─── Document excerpt ───
I have tried the automation(Selenium using java)
But there are some challenges as follows.
It should wait until the download completes
Sometimes the url may show error,in that case it should close the child window and return to parent window
I have resolved the 1st case by keeping a watcher which will check whether the file is downloaded or not each second(by counting the number of csv files in the folder)
I can switch to child window and check whether there is any error but if there is no error my driver is got stuck over there.
───
_Aim_:
Please rewrite the Selenium download post between "I have tried" and "in the folder)", inclusive, using "monitor" wherever "watcher" appears.
─── Dataset content ───
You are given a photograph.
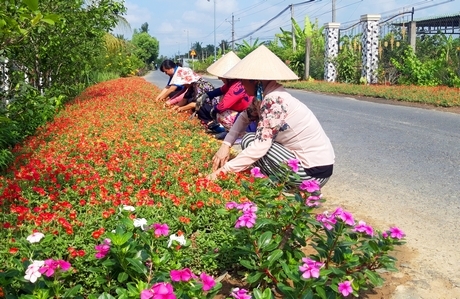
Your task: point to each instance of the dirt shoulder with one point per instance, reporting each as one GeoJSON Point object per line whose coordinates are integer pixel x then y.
{"type": "Point", "coordinates": [415, 277]}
───
_Exercise response_:
I have tried the automation(Selenium using java)
But there are some challenges as follows.
It should wait until the download completes
Sometimes the url may show error,in that case it should close the child window and return to parent window
I have resolved the 1st case by keeping a monitor which will check whether the file is downloaded or not each second(by counting the number of csv files in the folder)